**Dataset extract**
==========

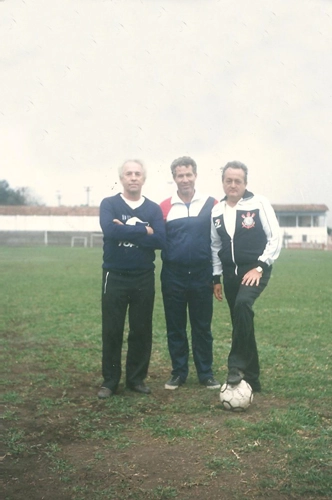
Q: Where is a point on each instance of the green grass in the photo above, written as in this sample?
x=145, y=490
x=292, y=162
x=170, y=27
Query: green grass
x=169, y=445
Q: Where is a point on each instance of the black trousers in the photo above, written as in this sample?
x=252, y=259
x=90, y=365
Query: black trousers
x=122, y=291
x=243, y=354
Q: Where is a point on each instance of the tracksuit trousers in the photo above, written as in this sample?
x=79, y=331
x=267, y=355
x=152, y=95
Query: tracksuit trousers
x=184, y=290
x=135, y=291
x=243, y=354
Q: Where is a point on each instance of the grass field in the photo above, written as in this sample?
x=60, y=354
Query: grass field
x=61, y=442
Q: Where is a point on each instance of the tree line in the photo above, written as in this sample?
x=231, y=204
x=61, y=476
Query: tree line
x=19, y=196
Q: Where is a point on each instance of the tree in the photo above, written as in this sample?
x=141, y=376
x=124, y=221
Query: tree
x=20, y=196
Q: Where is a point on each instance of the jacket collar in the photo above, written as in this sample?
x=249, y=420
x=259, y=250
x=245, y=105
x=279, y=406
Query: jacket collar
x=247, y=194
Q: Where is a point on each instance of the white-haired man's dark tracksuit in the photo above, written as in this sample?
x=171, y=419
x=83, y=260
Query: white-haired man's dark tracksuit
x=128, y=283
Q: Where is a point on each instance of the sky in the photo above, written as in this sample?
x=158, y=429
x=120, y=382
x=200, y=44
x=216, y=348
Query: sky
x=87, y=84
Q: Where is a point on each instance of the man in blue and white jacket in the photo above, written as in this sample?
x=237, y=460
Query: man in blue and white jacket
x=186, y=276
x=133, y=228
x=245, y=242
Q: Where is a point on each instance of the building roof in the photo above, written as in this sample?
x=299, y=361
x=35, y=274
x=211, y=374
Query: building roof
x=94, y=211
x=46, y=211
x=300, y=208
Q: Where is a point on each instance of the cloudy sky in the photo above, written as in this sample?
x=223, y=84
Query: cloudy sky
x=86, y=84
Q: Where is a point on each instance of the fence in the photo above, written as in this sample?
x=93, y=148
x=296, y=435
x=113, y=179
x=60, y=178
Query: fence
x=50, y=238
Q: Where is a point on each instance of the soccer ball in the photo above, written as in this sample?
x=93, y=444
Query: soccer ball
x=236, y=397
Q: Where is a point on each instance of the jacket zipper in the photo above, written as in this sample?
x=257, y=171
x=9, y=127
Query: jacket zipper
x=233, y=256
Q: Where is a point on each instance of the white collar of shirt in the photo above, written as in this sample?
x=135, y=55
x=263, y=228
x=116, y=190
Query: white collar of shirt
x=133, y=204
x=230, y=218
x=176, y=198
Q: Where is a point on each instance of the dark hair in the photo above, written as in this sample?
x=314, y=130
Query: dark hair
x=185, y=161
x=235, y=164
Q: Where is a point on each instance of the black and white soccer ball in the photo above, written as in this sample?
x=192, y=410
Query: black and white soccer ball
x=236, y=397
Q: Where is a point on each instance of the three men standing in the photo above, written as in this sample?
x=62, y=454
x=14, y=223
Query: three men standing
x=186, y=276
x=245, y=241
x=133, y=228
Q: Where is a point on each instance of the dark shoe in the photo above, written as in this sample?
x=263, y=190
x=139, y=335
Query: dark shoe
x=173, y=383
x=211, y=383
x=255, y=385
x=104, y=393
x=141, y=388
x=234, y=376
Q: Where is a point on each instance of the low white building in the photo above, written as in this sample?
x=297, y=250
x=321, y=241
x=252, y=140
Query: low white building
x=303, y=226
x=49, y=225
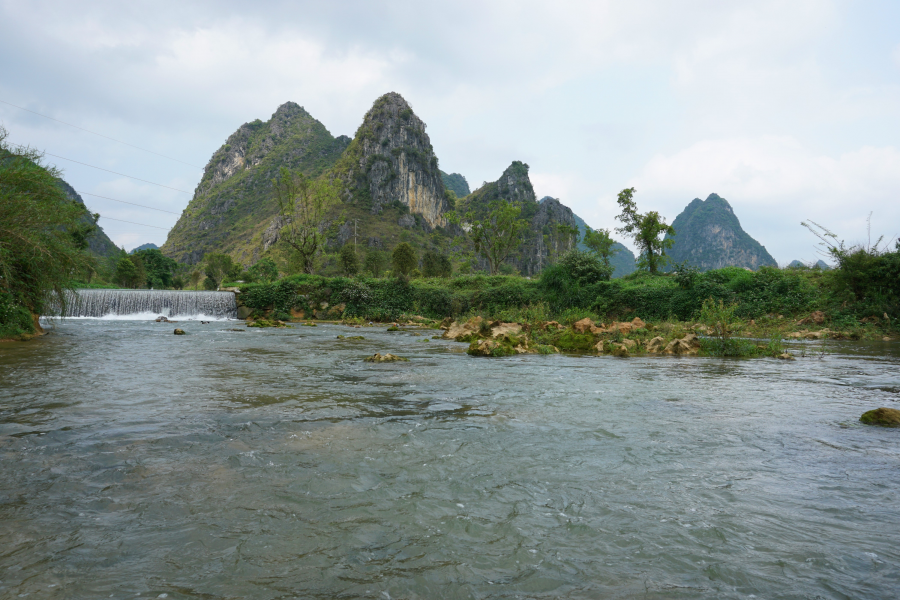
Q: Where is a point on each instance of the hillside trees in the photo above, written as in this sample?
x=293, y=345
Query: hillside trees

==========

**What is being asked**
Reproduce each entry precisely. Leave the pictures out.

**Exercise solution**
Q: Where is a point on each instance of the green grass in the photo above, written as in this sample?
x=145, y=490
x=292, y=162
x=170, y=27
Query: green grass
x=169, y=445
Q: Where is a point on each instance of the black trousers in the photo above, written as in this sample?
x=252, y=259
x=90, y=365
Query: black trousers
x=122, y=291
x=243, y=354
Q: Where is a point on each instance of the tracksuit trousers in the photo above, written as in this sample?
x=79, y=331
x=267, y=355
x=152, y=95
Query: tracksuit trousers
x=184, y=290
x=135, y=291
x=243, y=354
Q: Where is a point on each instance of the grass field in the photo above, written as in this sample?
x=60, y=354
Query: grass field
x=61, y=442
Q: Where is a point on each instance of the tree line in the photo above, written as in this sample?
x=231, y=204
x=61, y=476
Query: tree line
x=19, y=196
Q: Where is a point on each instance of the tree in the photo above, written as in this sample?
x=141, y=376
x=124, y=221
Query: tree
x=20, y=196
Q: Where is a point on each instance of the jacket collar in the photo above, written as in this sample?
x=249, y=420
x=259, y=250
x=245, y=105
x=279, y=406
Query: jacket collar
x=247, y=194
Q: Where is a point on each instance of the white-haired man's dark tracksuit in the photo above, written as in this sample?
x=171, y=419
x=83, y=260
Query: white-haired man's dark tracksuit
x=128, y=283
Q: Where is a point on each instance of the sky in the photo above, written as in this sample?
x=158, y=429
x=120, y=382
x=200, y=44
x=216, y=348
Query: sky
x=87, y=84
Q: Where is a point on each instance of the man in blue and white jacket in the photo above, written as in this sample?
x=237, y=460
Query: man in blue and white jacket
x=186, y=276
x=133, y=228
x=245, y=242
Q: Where is a point on each instance of the building roof in the photo above, written as in this sample?
x=299, y=361
x=35, y=274
x=211, y=374
Query: building roof
x=94, y=211
x=46, y=211
x=300, y=208
Q: Where is a point on each instance of the cloudy sky in the photo above, written as in this sample?
x=223, y=84
Query: cloudy sky
x=86, y=84
Q: Where is a point on each instance of the fence in the photo above, written as in this sample?
x=93, y=148
x=296, y=435
x=113, y=179
x=60, y=178
Query: fence
x=50, y=238
Q: Where is a point on each instance of the soccer ball in the photo above, written as in this sample?
x=93, y=444
Query: soccer ball
x=236, y=397
Q: Where is a point on each instance of the jacket zipper in the photo above, written as in this sample?
x=257, y=171
x=9, y=127
Query: jacket zipper
x=233, y=256
Q: Where is a point on each instance of the white collar of shirt in the photo above, written as in this sample?
x=135, y=55
x=263, y=228
x=116, y=190
Query: white collar of shirt
x=133, y=204
x=230, y=218
x=176, y=198
Q: Where is a point on each instance of the dark hair in the photo above, written as in this sample?
x=314, y=130
Query: dark hair
x=185, y=161
x=235, y=164
Q: Where is a point on each instance of the black and white soccer ball in the photo above, written as in this sample?
x=192, y=410
Query: black and white soccer ball
x=236, y=397
Q: Where is a point on each instance of the three men standing in the photo above, written as in this sample?
x=62, y=454
x=14, y=223
Query: three men standing
x=186, y=276
x=245, y=241
x=133, y=228
Q: Where is a point on each instance of the dark shoe in the photo above, written as in this sample?
x=263, y=190
x=139, y=335
Query: dark shoe
x=173, y=383
x=211, y=383
x=255, y=385
x=104, y=393
x=141, y=388
x=234, y=376
Q: Where is a point on each instance of the low white building in the photo above, written as in this sample?
x=297, y=250
x=321, y=241
x=252, y=140
Query: low white building
x=303, y=226
x=49, y=225
Q: Where is a point on each instance of the hillside trees in the photo above, written as in this sample?
x=293, y=345
Query: hillside trees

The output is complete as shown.